* Brano proposto

Vuoi qui il tuo annuncio? Scrivi a: hmmzine@libero.it

DARKTHRONE “Old Star" (Recensione)


Full-length, Peaceville Records
(2019) 

18 dischi più una manciata di singoli, EP e raccolte, questi sono i Darkthrone, numeri da grande gruppo nonostante lo status fieramente underground. 18 dischi che spaziano dal death degli esordi all'allora neonato black metal norvegese, dal thrash al punk, dallo speed al metal classico, sempre con lo stesso filo conduttore però: l'abrasiva chitarra e la voce sgraziata di Nocturno Culto e la batteria "calda" di Fenriz, sempre al servizio delle marcissime composizioni del dinamico duo. 

Nel 2016 il maestro Ted e il postino Gylve decidono di dare in pasto ai propri fan il metal oscuro e rallentato del penultimo “Arctic Thunder", album che si discosta leggermente dagli immediati predecessori, all’insegna di un metal classico molto vicino ora ai Cirith Ungol, ora ai Motörhead, ora ai Bathory periodo “Viking“, e che pur non facendo gridare al miracolo, riscosse un buon successo di critica e pubblico. Questo nuovo “Old Star" pare un connubio degli ultimi lavori con un pizzico in più di atmosfere alla vecchi Darkthrone; inoltre, per ammissione dello stesso Fenriz, il gruppo preso più di mira stavolta, più dei Celtic Frost, più degli Hellhammer, più dei Manilla Road, sono i Candlemass, e infatti c’è da dire che un suono così nitido e ordinato i Darkthrone non l'hanno mai avuto. Un altro parallelo lo si potrebbe fare con gli ultimi Satyricon, che, da quando Nocturno Culto suonò su "Nemesis Divina", risultano una specie di Darkthrone per le “masse"; ma, per maggior chiarezza, andiamo a fare una rapida analisi delle singole canzoni di questo “Old Star".

* Materiale da elaborare

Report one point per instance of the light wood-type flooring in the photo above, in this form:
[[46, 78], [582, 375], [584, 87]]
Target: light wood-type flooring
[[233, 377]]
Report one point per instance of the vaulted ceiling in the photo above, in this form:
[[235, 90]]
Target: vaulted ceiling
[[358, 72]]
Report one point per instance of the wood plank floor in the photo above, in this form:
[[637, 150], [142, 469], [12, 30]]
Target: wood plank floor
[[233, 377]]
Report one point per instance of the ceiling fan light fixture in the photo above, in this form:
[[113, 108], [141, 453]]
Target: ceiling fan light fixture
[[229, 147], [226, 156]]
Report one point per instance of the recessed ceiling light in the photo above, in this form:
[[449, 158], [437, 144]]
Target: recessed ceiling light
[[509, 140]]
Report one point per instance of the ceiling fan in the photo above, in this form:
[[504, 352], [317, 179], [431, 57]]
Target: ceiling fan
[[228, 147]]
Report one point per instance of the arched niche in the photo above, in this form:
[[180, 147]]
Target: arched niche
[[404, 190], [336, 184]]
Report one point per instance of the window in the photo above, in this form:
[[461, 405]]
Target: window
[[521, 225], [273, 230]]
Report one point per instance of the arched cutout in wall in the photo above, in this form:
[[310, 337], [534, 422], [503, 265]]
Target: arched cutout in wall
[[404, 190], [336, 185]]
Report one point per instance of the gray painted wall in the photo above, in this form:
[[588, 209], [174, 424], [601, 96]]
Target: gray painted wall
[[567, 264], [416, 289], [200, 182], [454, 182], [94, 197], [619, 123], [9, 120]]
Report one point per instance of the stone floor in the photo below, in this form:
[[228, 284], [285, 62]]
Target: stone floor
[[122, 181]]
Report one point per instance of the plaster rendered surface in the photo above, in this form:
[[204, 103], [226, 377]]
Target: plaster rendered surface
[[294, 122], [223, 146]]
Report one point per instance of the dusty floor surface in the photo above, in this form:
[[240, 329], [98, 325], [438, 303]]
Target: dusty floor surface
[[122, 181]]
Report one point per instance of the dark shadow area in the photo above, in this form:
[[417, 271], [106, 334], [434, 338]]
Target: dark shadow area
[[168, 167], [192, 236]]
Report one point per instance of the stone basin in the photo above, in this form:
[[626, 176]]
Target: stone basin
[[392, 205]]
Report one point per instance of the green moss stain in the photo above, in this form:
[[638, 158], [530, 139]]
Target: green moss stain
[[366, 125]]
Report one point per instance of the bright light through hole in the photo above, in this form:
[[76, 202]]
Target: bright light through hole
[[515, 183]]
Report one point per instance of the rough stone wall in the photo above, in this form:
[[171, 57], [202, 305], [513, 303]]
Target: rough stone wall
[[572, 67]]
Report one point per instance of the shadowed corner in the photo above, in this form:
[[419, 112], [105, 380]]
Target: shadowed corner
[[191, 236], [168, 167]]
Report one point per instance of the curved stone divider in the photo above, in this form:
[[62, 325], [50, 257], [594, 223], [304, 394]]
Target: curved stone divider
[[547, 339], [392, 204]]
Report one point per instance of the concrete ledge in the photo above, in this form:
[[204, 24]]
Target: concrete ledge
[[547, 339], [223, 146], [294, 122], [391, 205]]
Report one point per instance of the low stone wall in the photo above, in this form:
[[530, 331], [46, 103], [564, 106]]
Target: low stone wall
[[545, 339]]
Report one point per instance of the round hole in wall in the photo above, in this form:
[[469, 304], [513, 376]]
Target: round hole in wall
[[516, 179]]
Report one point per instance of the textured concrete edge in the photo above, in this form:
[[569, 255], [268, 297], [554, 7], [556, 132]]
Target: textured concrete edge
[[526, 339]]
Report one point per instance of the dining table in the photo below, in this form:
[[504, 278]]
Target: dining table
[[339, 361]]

---

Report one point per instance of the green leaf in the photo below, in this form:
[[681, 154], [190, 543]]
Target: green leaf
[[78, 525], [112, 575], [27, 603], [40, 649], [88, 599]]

* Consegna 1
Nella recensione di "Old Star", sostituisci "chitarra" con "sei corde" nel tratto compreso tra "Vuoi qui il" e "del dinamico duo.", estremi inclusi, e trascrivi il tratto così modificato.
* Consegna 2
Trascrivi sotto forma di lista numerata, omettendo le righe vuote, le righe dell'elenco comprese tra quella che contiene "Report one point per instance of the plaster" e quella che contiene "[[515, 183]]", entrambe incluse.
L'elenco non ha alcun legame con il brano proposto.

* Risultato finale 1
Vuoi qui il tuo annuncio? Scrivi a: hmmzine@libero.it

DARKTHRONE “Old Star" (Recensione)


Full-length, Peaceville Records
(2019) 

18 dischi più una manciata di singoli, EP e raccolte, questi sono i Darkthrone, numeri da grande gruppo nonostante lo status fieramente underground. 18 dischi che spaziano dal death degli esordi all'allora neonato black metal norvegese, dal thrash al punk, dallo speed al metal classico, sempre con lo stesso filo conduttore però: l'abrasiva sei corde e la voce sgraziata di Nocturno Culto e la batteria "calda" di Fenriz, sempre al servizio delle marcissime composizioni del dinamico duo.

* Risultato finale 2
1. Report one point per instance of the plaster rendered surface in the photo above, in this form:
2. [[204, 103], [226, 377]]
3. Target: plaster rendered surface
4. [[294, 122], [223, 146]]
5. Report one point per instance of the dusty floor surface in the photo above, in this form:
6. [[240, 329], [98, 325], [438, 303]]
7. Target: dusty floor surface
8. [[122, 181]]
9. Report one point per instance of the dark shadow area in the photo above, in this form:
10. [[417, 271], [106, 334], [434, 338]]
11. Target: dark shadow area
12. [[168, 167], [192, 236]]
13. Report one point per instance of the stone basin in the photo above, in this form:
14. [[626, 176]]
15. Target: stone basin
16. [[392, 205]]
17. Report one point per instance of the green moss stain in the photo above, in this form:
18. [[638, 158], [530, 139]]
19. Target: green moss stain
20. [[366, 125]]
21. Report one point per instance of the bright light through hole in the photo above, in this form:
22. [[76, 202]]
23. Target: bright light through hole
24. [[515, 183]]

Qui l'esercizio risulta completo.